:: YOUR TASK ::
Leave the pictures out and restate every line below exactly.
*** PROVIDED ENTRIES ***
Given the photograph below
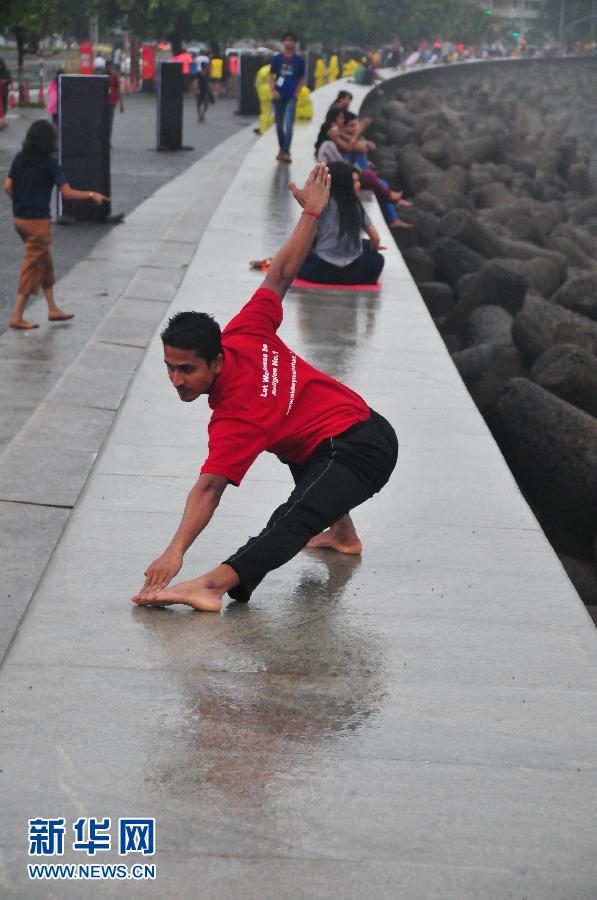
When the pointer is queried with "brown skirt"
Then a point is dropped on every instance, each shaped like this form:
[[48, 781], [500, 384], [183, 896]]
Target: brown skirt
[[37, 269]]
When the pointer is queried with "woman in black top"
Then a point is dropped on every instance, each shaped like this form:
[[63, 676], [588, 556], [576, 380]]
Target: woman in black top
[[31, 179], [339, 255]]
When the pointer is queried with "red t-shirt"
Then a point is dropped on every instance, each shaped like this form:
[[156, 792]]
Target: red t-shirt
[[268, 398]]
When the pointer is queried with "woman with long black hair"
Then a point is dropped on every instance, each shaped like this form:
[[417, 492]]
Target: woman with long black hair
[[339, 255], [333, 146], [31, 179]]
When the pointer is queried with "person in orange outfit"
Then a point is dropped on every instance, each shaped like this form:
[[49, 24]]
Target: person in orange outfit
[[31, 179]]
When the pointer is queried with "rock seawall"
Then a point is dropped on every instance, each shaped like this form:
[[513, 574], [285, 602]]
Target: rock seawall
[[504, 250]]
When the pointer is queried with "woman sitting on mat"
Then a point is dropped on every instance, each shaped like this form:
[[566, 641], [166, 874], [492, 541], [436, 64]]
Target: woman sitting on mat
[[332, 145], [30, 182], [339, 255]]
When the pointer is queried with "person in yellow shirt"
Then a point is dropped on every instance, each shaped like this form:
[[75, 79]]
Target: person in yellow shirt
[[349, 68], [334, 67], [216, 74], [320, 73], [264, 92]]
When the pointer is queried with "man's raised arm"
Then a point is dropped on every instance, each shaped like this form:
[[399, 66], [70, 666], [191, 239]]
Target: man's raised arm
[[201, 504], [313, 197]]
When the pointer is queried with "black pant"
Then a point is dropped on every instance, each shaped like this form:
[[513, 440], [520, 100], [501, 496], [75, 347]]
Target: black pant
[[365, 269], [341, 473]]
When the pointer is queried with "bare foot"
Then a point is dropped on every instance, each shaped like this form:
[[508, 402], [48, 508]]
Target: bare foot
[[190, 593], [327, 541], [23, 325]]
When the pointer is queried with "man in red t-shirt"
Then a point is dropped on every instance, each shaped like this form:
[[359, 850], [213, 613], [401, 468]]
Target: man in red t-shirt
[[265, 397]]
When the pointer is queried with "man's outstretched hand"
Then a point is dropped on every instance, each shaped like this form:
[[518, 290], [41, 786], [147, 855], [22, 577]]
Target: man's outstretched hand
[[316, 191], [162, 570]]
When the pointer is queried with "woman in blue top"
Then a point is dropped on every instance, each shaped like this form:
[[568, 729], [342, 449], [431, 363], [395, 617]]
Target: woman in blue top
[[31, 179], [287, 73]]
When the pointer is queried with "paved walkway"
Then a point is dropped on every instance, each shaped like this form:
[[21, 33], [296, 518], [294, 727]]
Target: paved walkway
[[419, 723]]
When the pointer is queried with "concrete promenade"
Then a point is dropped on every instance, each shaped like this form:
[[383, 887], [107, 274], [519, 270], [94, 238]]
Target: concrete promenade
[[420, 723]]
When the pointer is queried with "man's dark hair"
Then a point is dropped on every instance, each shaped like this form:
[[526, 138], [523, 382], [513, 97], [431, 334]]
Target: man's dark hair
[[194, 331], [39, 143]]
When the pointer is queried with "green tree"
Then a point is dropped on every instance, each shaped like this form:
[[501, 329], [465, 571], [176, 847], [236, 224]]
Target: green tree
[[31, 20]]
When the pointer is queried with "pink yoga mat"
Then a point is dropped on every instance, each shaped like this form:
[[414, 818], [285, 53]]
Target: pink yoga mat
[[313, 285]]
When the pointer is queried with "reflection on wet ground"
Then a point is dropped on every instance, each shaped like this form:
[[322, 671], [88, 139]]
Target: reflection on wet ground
*** End of PROVIDED ENTRIES ***
:: EXERCISE SOLUTION ::
Given the photograph below
When the pointer is queried with "brown skirt"
Then a point is dropped on every instance, each shaped like this form:
[[48, 781], [500, 384], [183, 896]]
Target: brown skirt
[[37, 269]]
When the pointer is queried with "woman in black top"
Then a point is dropped on every instance, each shaped like this form:
[[63, 676], [588, 556], [576, 380]]
Target: woman in black top
[[31, 179], [339, 255]]
When the pointer is queried with "red t-shirt"
Then a point is dropped on every instance, each shaped like this form:
[[156, 792]]
Target: red t-shirt
[[268, 398]]
When the pointer is queried with "woman with long black hair"
Then a point is dropped on every instance, each shaped like this form:
[[417, 492]]
Target: woman with long black hair
[[339, 255], [333, 146], [31, 179]]
When the pointer is queried with "person in orange outfit"
Then a point is dropped on every instance, each shaped like this form:
[[49, 24]]
Target: person in orange outfit
[[31, 179]]
When the pointer is queried with "rock seawall"
Then a point is dropped on every instance, each shaped like this form:
[[513, 574], [285, 602]]
Target: rock seawall
[[504, 250]]
When the pointer is queried with "woman sitting on mat"
Then a point is dropped on every instance, each shaped like this form:
[[566, 641], [166, 874], [492, 541], [436, 64]]
Target: woman sitting on mat
[[332, 145], [30, 182], [339, 255]]
When the pointer is queried with "person in yellow shirt"
Then a point is dropped on every instance, each shaped like this form:
[[75, 79]]
Target: person in yellow shirt
[[349, 68], [334, 67], [216, 74], [320, 73], [264, 92]]
When the pointer is queried with "man's raised arm"
Then a point is dropped on every instance, each shaped like this form:
[[399, 66], [70, 666], [191, 239]]
Target: man's raised arm
[[201, 504], [313, 197]]
When the pointer is queried with "black pant"
Then a point is dropped on every instance, each shaped like this form:
[[513, 440], [520, 100], [501, 496], [75, 347]]
Target: black pant
[[365, 269], [341, 473]]
When the pointer is queried with "bare foot"
Then a point is dropped on every instance, each shaped like this form:
[[508, 402], [48, 508]]
Target: bare foot
[[190, 593], [327, 541], [23, 325]]
When the pointer is queried with "man in red t-shirt"
Then a point is dropped on every instance, each shaped like this form:
[[359, 850], [213, 613], [401, 468]]
Target: man in red t-shirt
[[265, 397]]
When the pointer is queried with "man's outstretched hand"
Then a point is dropped on every instance, each shaped like this form:
[[518, 290], [41, 786], [147, 855], [22, 577]]
Target: man's outstretched hand
[[316, 191], [162, 570]]
When the pointer is queried with "woman in blue top"
Then a point is dropped on every instance, each shaped like this form:
[[568, 729], [342, 449], [431, 363], [395, 617]]
Target: woman in blue top
[[31, 179], [287, 73]]
When the pointer is queried with "paved walkway"
Then a point is dropped on every instance, each shaped like this form:
[[21, 33], [296, 518], [294, 727]]
Target: paved walkway
[[419, 723]]
When the pointer is queried with "concrete promenade"
Then a point is dropped on every instance, each shaped like this form:
[[383, 887], [107, 274], [519, 270], [94, 238]]
Target: concrete promenade
[[420, 723]]
When the pointer is queried with "man's dark hair"
Then a point is dropped on every instance, each shaped like this form:
[[526, 138], [523, 382], [513, 97], [431, 334]]
Target: man's dark hair
[[194, 331], [39, 143]]
When the pointer is queried with "green tree"
Then a point is dropped on every instance, each shaped like this form:
[[501, 329], [465, 571], [176, 847], [236, 224]]
Target: green tree
[[31, 20]]
When the pointer is queried with "pink yoga mat"
Then a point is dropped on every instance, each shaped like this form:
[[414, 818], [285, 53]]
Target: pink yoga mat
[[313, 285]]
When the pointer is queried with "reflection on wet ground"
Then a point is dropped on every instance, each shaped like this form:
[[322, 671], [88, 139]]
Target: reflection on wet ground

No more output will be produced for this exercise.